Reproduce the following records line for line, without changing anything.
─── ENTRIES SHOWN ───
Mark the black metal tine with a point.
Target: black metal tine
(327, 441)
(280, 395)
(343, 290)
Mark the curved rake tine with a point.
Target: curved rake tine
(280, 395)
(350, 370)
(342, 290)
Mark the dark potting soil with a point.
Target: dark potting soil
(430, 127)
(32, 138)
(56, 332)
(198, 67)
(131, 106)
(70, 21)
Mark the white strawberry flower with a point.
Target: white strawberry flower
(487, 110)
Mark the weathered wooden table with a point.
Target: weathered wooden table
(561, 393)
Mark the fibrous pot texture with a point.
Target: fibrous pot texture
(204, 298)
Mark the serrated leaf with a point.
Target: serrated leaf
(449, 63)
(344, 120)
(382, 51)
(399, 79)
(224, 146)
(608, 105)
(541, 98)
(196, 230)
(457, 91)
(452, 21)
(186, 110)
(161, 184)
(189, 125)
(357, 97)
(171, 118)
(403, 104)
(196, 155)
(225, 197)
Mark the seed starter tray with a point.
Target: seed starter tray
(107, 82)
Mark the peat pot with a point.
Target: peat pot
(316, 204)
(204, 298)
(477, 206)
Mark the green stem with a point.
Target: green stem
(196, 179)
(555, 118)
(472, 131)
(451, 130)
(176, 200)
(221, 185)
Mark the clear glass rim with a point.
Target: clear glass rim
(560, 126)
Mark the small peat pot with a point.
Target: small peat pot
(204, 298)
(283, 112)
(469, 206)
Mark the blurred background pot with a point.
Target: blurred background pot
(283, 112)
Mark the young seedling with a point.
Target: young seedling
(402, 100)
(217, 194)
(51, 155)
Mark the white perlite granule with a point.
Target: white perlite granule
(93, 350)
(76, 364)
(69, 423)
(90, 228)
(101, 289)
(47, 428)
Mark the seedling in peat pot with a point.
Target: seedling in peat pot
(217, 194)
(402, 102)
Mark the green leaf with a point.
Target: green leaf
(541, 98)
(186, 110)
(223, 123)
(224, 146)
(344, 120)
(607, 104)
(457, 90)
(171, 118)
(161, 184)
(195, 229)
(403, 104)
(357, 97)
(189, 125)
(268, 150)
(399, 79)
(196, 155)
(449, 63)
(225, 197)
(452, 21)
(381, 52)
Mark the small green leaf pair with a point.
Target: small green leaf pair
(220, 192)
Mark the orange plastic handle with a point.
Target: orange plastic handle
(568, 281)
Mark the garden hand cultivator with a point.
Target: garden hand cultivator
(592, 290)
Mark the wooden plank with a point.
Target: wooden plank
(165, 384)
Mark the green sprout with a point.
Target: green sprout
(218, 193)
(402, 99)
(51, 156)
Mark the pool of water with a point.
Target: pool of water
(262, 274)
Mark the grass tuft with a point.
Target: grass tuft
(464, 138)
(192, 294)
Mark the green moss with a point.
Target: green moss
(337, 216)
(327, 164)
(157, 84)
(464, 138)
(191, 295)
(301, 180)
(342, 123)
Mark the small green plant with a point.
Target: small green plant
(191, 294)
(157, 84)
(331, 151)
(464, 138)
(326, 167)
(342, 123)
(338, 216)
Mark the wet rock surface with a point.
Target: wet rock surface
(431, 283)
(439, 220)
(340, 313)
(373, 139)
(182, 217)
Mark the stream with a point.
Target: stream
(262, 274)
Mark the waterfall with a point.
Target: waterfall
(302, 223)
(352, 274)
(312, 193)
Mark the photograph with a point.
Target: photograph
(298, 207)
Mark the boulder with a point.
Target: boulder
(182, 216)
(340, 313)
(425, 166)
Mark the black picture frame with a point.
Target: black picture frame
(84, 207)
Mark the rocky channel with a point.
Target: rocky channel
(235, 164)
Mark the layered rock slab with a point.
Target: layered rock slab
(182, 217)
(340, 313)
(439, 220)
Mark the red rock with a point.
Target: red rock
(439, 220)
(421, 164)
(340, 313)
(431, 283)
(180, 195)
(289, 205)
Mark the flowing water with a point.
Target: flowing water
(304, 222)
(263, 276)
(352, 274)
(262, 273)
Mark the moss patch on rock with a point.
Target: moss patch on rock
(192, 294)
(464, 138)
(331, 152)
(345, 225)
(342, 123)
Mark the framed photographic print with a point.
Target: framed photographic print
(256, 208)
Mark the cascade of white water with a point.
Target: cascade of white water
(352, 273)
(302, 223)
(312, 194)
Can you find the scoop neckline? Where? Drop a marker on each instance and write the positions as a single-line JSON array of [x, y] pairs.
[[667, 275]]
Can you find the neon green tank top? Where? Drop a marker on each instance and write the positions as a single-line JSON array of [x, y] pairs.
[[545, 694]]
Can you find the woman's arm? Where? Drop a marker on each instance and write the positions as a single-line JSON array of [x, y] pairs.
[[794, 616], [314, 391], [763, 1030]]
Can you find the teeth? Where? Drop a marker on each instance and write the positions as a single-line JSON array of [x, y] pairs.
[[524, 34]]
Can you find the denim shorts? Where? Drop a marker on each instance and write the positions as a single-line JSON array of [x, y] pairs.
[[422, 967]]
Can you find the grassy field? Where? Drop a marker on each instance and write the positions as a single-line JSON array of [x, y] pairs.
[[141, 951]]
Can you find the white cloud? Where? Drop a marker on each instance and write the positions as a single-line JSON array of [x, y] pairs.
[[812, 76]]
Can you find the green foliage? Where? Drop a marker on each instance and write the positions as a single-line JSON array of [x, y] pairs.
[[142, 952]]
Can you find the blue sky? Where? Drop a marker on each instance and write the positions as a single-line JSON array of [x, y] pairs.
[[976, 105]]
───
- **SOLUTION TO THIS EXERCISE**:
Mark the black metal tine with a point.
Target: black metal tine
(327, 441)
(280, 395)
(343, 290)
Mark the curved rake tine with a point.
Target: curved rake tine
(280, 395)
(350, 370)
(342, 290)
Mark the dark potting soil with a point.
Target: dark potting soil
(430, 127)
(32, 138)
(56, 332)
(198, 67)
(131, 106)
(70, 21)
Mark the white strawberry flower with a point.
Target: white strawberry flower
(487, 110)
Mark the weathered wooden table with a point.
Target: weathered wooden table
(561, 393)
Mark the fibrous pot texture with a point.
Target: fibrous pot texture
(204, 298)
Mark the serrated leaf with a point.
Target: serrated leaf
(449, 63)
(344, 120)
(382, 51)
(399, 79)
(224, 146)
(608, 105)
(541, 98)
(196, 230)
(457, 91)
(452, 21)
(186, 110)
(161, 184)
(189, 125)
(357, 97)
(171, 118)
(403, 104)
(196, 155)
(225, 197)
Mark the seed starter tray with a point.
Target: seed starter tray
(107, 82)
Mark the peat pot with a point.
Target: peat pot
(316, 204)
(204, 298)
(477, 206)
Mark the green stem with a point.
Target: green stem
(196, 179)
(555, 118)
(472, 131)
(451, 130)
(176, 200)
(221, 185)
Mark the clear glass rim with a point.
Target: clear glass rim
(560, 126)
Mark the small peat pot with a point.
Target: small peat pot
(204, 298)
(283, 112)
(469, 206)
Mark the blurred background pot with a point.
Target: blurred background pot
(283, 112)
Mark the young seedling with a point.
Target: young seedling
(402, 100)
(217, 194)
(51, 155)
Mark the white perlite granule with a point.
Target: white perlite granule
(93, 350)
(76, 364)
(69, 423)
(90, 228)
(101, 289)
(47, 428)
Mark the seedling in peat pot with a point.
Target: seedling in peat pot
(217, 194)
(402, 102)
Mark the green leaf with a point.
Target: green leaf
(541, 98)
(186, 110)
(223, 123)
(224, 146)
(344, 120)
(607, 104)
(457, 90)
(171, 118)
(161, 184)
(195, 229)
(403, 104)
(357, 97)
(189, 125)
(268, 150)
(399, 79)
(196, 155)
(449, 63)
(225, 197)
(452, 21)
(381, 52)
Mark the small green leaf pair with a point.
Target: small green leaf pair
(220, 192)
Mark the orange plastic handle with a point.
Target: orange plastic handle
(568, 281)
Mark the garden hand cultivator with a point.
Target: garden hand cultivator
(592, 290)
Mark the wooden plank with a point.
Target: wooden plank
(165, 384)
Mark the green sprout with a point.
Target: green sprout
(218, 193)
(402, 99)
(51, 156)
Mark the pool of water with a point.
Target: pool of water
(262, 274)
Mark the grass tuft with a point.
Target: grass tuft
(464, 138)
(192, 294)
Mark the green moss with a point.
Target: green moss
(337, 216)
(327, 164)
(157, 84)
(464, 138)
(191, 295)
(301, 180)
(342, 123)
Mark the small green plant with a point.
Target: small green plant
(191, 294)
(157, 84)
(331, 151)
(464, 138)
(326, 167)
(342, 123)
(338, 216)
Mark the wet rock surface with a point.
Target: wet rock surface
(431, 283)
(439, 220)
(340, 313)
(373, 139)
(182, 217)
Mark the stream with a point.
Target: stream
(262, 274)
Mark the waterfall with a point.
Target: waterfall
(302, 223)
(352, 274)
(312, 193)
Mark the photograph with a point.
Target: photograph
(298, 207)
Mark the boulder with a point.
Target: boulder
(182, 216)
(340, 313)
(425, 166)
Mark the black picture frame with a point.
Target: black picture frame
(84, 207)
Mark the rocky channel with a point.
Target: rocky channel
(235, 164)
Mark the layered rock slab with a point.
Target: layered rock slab
(182, 217)
(340, 313)
(439, 220)
Mark the red rock with a point.
Target: red rock
(439, 220)
(421, 164)
(340, 313)
(431, 283)
(180, 195)
(289, 205)
Mark the flowing water with a point.
Target: flowing water
(304, 222)
(263, 276)
(352, 274)
(262, 273)
Mark the moss patch on rock with a point.
Target: moss patch on rock
(192, 294)
(464, 138)
(331, 152)
(345, 225)
(342, 123)
Mark the framed photographic print with a point.
Target: framed photographic print
(256, 208)
Mark the cascade of white water with a point.
Target: cascade of white water
(352, 273)
(302, 223)
(312, 194)
Can you find the scoop neckline? Where? Drop a marker on each instance and write the positions as a single-line JSON array of [x, y] pairs.
[[667, 275]]
Can you find the neon green tank top? Where? Drop a marker on each instance and write the positions as a single-line JSON array of [x, y] pairs.
[[545, 694]]
Can you find the woman's arm? Where? Drop a marker on each instance and write the positions as a single-line JSON array of [x, y] pairs.
[[794, 616], [314, 391], [763, 1030]]
Can you find the teeth? Where? Drop a marker on each instance and write the positions as a single-line JSON array of [x, y] pairs.
[[524, 34]]
Can you find the denim shorts? Where? Drop a marker on each instance and write the positions as a single-line JSON array of [x, y] pairs.
[[422, 967]]
Can you find the grassy field? Where? Drop a marker on each instance and write the positions as a single-line JSON array of [x, y] pairs.
[[141, 951]]
Can you find the white cloud? Where? Drop a marker on each instance and write the positions as a single-line JSON array of [x, y] pairs.
[[812, 76]]
Can you find the green foliage? Where? Drop a marker on each instance and write the positions as a single-line JSON array of [x, y] pairs.
[[142, 952]]
Can you find the blue sky? Where? Drop a marker on each instance and write the positions as a single-line JSON array of [x, y] pairs.
[[976, 105]]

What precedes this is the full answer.